*** Opening Data records ***

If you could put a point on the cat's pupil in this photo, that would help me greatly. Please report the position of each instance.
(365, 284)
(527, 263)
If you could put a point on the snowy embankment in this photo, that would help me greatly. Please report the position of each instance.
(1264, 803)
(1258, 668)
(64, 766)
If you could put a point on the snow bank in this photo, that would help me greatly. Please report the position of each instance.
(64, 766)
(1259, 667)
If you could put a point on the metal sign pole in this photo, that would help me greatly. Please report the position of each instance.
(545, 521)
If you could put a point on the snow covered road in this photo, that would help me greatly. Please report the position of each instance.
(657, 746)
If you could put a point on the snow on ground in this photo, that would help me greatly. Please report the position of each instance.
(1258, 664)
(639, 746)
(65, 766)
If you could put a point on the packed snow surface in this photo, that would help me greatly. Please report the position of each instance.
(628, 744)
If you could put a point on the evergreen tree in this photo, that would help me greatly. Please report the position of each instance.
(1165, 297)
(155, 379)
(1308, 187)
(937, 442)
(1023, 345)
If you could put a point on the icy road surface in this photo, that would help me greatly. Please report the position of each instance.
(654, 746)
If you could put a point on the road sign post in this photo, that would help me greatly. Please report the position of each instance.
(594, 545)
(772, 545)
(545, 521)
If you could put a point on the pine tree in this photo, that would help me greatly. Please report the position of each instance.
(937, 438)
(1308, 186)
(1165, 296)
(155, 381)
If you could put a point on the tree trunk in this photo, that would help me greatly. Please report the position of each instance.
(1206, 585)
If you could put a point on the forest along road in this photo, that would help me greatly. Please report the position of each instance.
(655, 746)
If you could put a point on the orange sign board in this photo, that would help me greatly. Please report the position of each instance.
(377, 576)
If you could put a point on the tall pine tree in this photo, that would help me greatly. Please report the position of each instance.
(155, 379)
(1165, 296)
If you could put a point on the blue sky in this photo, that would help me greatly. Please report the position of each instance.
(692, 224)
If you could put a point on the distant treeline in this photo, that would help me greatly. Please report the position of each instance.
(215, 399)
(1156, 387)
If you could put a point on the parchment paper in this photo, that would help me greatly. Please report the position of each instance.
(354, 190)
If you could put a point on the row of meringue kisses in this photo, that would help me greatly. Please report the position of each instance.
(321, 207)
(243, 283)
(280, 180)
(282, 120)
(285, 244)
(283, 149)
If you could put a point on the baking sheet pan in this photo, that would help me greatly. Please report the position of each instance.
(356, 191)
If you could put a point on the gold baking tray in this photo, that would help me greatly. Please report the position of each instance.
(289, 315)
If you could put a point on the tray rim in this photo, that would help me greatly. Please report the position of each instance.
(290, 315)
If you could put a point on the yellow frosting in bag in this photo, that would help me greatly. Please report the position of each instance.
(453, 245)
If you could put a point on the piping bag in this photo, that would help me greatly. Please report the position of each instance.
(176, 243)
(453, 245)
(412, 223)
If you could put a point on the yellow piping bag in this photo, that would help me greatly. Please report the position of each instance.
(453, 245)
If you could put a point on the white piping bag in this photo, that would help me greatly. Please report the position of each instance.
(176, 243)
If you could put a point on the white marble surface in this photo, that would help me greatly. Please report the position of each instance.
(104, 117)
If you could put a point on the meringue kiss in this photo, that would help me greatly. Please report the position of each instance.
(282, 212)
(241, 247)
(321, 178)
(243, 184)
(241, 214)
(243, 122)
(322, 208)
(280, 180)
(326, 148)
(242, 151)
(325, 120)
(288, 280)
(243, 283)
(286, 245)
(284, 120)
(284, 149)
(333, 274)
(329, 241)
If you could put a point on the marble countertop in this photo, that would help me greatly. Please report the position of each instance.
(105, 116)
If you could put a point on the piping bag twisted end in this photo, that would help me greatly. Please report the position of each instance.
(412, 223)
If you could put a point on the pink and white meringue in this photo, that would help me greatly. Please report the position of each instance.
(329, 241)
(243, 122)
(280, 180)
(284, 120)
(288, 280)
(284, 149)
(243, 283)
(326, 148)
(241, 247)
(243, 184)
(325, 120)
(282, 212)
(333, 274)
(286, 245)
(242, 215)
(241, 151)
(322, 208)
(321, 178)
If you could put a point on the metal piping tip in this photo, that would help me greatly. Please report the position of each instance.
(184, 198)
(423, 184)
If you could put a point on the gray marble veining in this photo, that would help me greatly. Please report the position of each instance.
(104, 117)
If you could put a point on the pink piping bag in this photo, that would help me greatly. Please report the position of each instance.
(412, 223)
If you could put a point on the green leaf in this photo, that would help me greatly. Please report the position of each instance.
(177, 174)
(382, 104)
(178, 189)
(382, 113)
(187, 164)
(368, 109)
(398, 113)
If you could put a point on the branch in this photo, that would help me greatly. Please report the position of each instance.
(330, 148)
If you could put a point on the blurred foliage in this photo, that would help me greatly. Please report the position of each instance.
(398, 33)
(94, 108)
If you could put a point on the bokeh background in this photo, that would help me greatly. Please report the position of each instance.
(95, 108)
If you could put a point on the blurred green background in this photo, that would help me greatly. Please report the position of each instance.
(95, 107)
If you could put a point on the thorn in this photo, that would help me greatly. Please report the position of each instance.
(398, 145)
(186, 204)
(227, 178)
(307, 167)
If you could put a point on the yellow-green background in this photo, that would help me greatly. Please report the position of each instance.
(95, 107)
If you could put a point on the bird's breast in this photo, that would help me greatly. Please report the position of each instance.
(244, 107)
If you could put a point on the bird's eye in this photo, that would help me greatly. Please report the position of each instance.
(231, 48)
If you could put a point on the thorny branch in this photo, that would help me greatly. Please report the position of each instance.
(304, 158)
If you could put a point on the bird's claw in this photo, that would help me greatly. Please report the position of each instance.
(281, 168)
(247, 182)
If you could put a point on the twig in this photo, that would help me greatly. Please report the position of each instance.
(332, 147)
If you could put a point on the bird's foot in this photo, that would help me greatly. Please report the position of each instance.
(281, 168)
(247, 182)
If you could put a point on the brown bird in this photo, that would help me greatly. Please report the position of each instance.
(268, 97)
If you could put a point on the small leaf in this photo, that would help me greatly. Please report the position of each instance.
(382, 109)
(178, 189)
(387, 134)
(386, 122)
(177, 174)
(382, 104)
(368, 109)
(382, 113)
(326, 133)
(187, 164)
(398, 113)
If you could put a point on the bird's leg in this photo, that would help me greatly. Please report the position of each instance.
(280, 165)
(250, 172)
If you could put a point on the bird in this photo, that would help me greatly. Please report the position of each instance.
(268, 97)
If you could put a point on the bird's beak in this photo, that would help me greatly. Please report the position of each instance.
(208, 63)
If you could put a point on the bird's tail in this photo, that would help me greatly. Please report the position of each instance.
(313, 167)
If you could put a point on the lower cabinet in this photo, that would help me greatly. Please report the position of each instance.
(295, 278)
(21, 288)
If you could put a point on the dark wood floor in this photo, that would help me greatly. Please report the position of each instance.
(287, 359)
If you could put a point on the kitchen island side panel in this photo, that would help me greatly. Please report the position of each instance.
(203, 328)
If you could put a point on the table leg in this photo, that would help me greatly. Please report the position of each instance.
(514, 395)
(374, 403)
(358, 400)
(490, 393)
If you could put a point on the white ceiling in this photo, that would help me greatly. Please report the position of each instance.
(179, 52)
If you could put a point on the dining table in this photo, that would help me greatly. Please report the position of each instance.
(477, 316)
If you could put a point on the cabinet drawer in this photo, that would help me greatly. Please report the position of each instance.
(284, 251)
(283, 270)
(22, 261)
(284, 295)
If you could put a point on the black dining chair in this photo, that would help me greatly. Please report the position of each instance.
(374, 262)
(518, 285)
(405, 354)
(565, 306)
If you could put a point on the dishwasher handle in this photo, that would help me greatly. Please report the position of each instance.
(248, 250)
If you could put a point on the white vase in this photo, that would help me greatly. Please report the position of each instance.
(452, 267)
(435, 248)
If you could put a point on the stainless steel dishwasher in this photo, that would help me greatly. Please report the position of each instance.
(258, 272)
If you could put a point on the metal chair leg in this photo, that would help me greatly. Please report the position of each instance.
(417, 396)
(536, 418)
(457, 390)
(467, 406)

*** Closing Data records ***

## Problem details
Send back exactly the lines of the listing above, beginning at the line containing "If you could put a point on the stainless" and ending with the last. Add nothing.

## Finished exercise
If you could put a point on the stainless steel dishwasher in this photo, that would help me greatly. Please report the position of each instance.
(258, 272)
If you could put a point on the metal chair leg in this photo, that would help me greatly. Please report the position of each instance.
(417, 396)
(536, 418)
(457, 390)
(467, 406)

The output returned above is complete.